She made several points, including the following:

  • change will always happen, and is a good thing. People often imagine that the language was in a healthier state in some ‘golden age’, but there never was a golden age. As an example, many people objected to new words and phrases that Shakespeare used. For instance, people criticised his use of laughable. They felt this should be laughatable.
  • people complain about the modern use of like as a filler. Its earliest recorded use as a filler was in 1778. (Susie Dent agrees, though, that overuse of like is problem.)
  • many traditional rules are unhelpful because they are not clear or have many exceptions. An example is the old spelling rule of thumb ‘i before e except after c’.
  • English spelling is often criticised for its many silent letters. But Susie Dent loves silent letters because they a word’s past life. An example is the presence of the silent <h> in <ghost>. This came into English because the early English printer William Caxton had to employ Flemish type-setters. One of them introduced the <h> from a similar word written <gheest> in Flemish. From <ghost>, the superfluous <h> went on to appear in <ghastly> and <aghast>.

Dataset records

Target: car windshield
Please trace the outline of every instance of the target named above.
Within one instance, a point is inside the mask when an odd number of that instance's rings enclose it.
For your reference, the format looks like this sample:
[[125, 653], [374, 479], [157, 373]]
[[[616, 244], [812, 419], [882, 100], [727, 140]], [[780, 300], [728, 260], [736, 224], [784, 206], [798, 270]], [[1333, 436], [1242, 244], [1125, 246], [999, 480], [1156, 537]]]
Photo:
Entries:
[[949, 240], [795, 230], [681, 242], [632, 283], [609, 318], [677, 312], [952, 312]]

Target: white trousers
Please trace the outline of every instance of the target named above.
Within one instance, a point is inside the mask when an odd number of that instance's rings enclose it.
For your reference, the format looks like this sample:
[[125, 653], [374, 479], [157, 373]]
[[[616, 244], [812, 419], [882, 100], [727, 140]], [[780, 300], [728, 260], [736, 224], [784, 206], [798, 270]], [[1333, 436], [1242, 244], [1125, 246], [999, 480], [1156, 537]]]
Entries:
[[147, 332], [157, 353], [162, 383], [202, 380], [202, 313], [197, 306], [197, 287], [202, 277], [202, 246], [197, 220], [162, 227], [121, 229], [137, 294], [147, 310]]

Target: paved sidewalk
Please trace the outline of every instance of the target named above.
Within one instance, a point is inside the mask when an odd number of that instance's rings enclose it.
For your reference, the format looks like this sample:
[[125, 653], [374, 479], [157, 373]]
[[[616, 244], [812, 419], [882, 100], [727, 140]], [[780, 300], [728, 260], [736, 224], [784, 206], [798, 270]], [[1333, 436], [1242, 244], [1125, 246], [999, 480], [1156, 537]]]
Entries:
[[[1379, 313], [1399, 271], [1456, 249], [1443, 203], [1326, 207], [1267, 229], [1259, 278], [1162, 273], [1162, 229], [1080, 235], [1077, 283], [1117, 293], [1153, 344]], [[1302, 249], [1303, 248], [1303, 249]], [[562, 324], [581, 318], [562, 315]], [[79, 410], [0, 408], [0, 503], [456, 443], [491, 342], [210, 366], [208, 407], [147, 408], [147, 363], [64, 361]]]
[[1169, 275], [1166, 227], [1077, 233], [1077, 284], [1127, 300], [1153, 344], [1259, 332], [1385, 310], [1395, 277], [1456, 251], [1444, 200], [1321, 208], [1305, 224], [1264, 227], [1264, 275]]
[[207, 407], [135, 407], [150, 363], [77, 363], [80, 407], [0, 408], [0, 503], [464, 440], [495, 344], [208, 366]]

▶ [List of tasks]:
• 1. Answer these questions using the passage on language change.
(a) In what year was "like" first recorded as a filler?
(b) What form did critics of Shakespeare feel should be used instead of "laughable"?
(c) Which early English printer had to employ Flemish type-setters?
• 2. Continue the passage on language change after its final sentence.

▶ [Outputs in order]:
• 1.
(a) 1778
(b) laughatable
(c) William Caxton

• 2.
    For more on silent (redundant) letters in English and other aspects of English spelling, please see https://languagemiscellany.com/2022/12/new-spelling-may-rool-ok/
  • a common source of mistaken etymologies, and ultimately of some language changes, in eggcorns. An eggcorn is a word (or phrase) that has been reshaped through by mishearing or reinterpreting one of its elements, creating a new word with a different but plausible meaning. The word itself comes from acorn being misheard and reinterpreted as egg corn (with a reinterpreted as egg). Other examples are ‘old-timers’ disease’ (for Alzheimer’s disease), ‘for all intensive purposes’ (for for all intents and purposes), ‘bowl in a china shop’ (for bull in a china shop) and ‘pre-Madonna’ (for prima donna).  
    For more on eggcorns, please see https://eggcorns.lascribe.net/about/  
  • another category of error is the malapropism, in which someone doesn’t understand a word or phrase and mis-remembers it, producing something that sounds similar but has a very different meaning, absurd in the context. An example is ‘it’s not rocket surgery’, a blend of 2 phrases ‘it’s not rocket science’ and ‘it’s not brain surgery’. Other examples are ‘a minefield of information’ for ‘a mine of information’ and ‘go at something hammer and thongs’ for ‘go at something hammer and tongs’.
    Malapropisms differ from eggcorns. A malapropism is absurd in the context where it is used. An eggcorn has a plausible meaning that happens to be wrong.
  • some changes in pronunciation arise because an existing pronunciation is inconsistent with other words. For example, the pronunciation of mischievous in 4 syllables as /mɪs.ˈt͡ʃiː.vi.əs/ (rather than traditional trisyllabic /ˈmɪs.tʃɪ.vəs/) may have arisen because very few English words end in /ɪ.vəs/. Similarly, because few words end in /lɪə/, pronunciations of nuclear may have been attracted from traditional /ˈnjuː.kə/ to /ˈnjuː.kjʊlə / (cochlear) by the influence of more common words (such as secular and molecular).
  • some mistakes occurred long ago, but are now fully accepted parts of the language. An example is are sneezing (once ‘sneefing’).
  • one source of change is reanalysis of an original singular ending in /s/ as a plural. An example is cherry, originally imported from old French (modern French: cérise, meaning cherry). People then misinterpreted the /s/ as the plural suffix and created a new singular cherry.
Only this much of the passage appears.